Your objective: Return the full listing below, unchanged.

┌──

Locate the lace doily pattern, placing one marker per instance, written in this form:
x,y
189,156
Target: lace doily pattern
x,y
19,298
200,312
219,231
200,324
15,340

└──

Output:
Locate the lace doily pattern, placing one marker per instance, written in this form:
x,y
189,156
Target: lace doily pattern
x,y
19,298
200,312
219,231
200,324
15,340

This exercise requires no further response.